━━━━━ EXCERPTED DATA

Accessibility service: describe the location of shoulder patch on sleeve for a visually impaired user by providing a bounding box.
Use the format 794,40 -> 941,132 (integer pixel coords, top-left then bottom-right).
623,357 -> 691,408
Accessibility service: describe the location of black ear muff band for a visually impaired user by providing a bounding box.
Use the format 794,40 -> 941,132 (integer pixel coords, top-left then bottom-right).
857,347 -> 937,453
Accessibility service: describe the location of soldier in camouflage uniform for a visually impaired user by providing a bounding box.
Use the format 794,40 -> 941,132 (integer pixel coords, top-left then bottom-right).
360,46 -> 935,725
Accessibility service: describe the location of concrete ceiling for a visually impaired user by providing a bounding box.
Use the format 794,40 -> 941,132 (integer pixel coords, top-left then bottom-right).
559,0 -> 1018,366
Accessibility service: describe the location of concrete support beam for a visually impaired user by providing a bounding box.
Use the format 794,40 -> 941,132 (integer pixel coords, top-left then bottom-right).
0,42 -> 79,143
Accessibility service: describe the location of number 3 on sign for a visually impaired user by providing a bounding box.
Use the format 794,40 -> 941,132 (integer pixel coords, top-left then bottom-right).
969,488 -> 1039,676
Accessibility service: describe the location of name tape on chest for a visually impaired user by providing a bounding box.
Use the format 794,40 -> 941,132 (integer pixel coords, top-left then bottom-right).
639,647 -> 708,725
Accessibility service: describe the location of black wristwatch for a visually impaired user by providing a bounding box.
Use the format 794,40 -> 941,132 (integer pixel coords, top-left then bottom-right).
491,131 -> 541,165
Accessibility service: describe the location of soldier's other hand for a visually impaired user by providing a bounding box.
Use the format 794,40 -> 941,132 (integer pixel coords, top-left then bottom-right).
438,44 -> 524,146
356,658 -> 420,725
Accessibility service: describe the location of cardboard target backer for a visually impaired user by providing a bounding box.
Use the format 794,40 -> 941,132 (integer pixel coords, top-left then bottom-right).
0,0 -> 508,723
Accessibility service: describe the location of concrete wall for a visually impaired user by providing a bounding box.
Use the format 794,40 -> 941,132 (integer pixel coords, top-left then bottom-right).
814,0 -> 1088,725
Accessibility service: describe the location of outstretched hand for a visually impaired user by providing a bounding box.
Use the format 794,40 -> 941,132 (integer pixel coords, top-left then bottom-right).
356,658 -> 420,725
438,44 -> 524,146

━━━━━━━━━━

**YOUR GOAL:** Please edit the entries above so that every instance of "visually impaired user" reads "low-vision user", and leave everything else unchanged.

**SOLUTION:**
Accessibility service: describe the location of shoulder patch on sleeve for a low-vision user by providing a bounding box.
Use the format 794,40 -> 941,132 (integer pixel coords, top-left then bottom-right).
623,357 -> 691,408
Accessibility service: describe the location of black ear muff band for a low-vision user by providing a bounding box.
Use the format 794,40 -> 941,132 (integer pixel coords, top-left then bottom-right).
857,347 -> 937,453
Accessibility service: describe the location of soldier in camouflage uniform for a low-vision user by providing a bounding box.
Use the format 794,40 -> 941,132 (integer pixel coords, top-left then bottom-right).
360,46 -> 935,725
Accessibility service: describe the location of concrete ceiling for a low-vision user by providing a bounding box.
Use the format 794,40 -> 941,132 (integer pixel coords, top-left then bottom-right).
559,0 -> 1018,366
Accessibility service: describe the location of concrete support beam for a low-vision user by providing a bounding box.
Use the format 794,40 -> 941,132 (integer pixel coords, top-left then bottom-right).
0,42 -> 79,143
Accessibility service: describe the location of number 3 on sign for a low-vision user by providing a bounding box.
Use the format 794,40 -> 941,132 (integer pixel coords, top-left then bottom-right).
969,488 -> 1039,676
Accessibility service: describe the location of name tape on chest for a low-vision user by providing a bounding box.
Use the format 794,40 -> 941,132 (integer pixel coords, top-left then bottom-right).
639,647 -> 708,725
Accessibility service: describe the location of black wristwatch for a low-vision user by providing a bounding box.
Use the format 794,40 -> 941,132 (integer pixel coords, top-left then bottom-right).
491,131 -> 541,165
Accessibility service: describe the location of soldier's other hand for a low-vision user by providing a bounding box.
Use the format 794,40 -> 941,132 (integer pixel coords, top-left then bottom-right).
438,44 -> 524,146
356,658 -> 420,725
Accessibility service: describe the location of cardboard target backer for a low-vision user by providing a bounding box.
Use the format 794,40 -> 941,132 (integer pixel coords, top-left then bottom-right).
0,0 -> 508,723
Accessibility service: describe the location of concrete wall for a low-vision user by providing a bounding box.
Use the format 794,40 -> 941,132 (integer pixel coords, top-left then bottom-right).
814,0 -> 1088,725
Accessibility service: describe the location of outstretched hand for a low-vision user by providing a bounding box.
Use the format 794,40 -> 941,132 (integer pixel coords, top-left then bottom-right).
356,658 -> 420,725
438,44 -> 524,146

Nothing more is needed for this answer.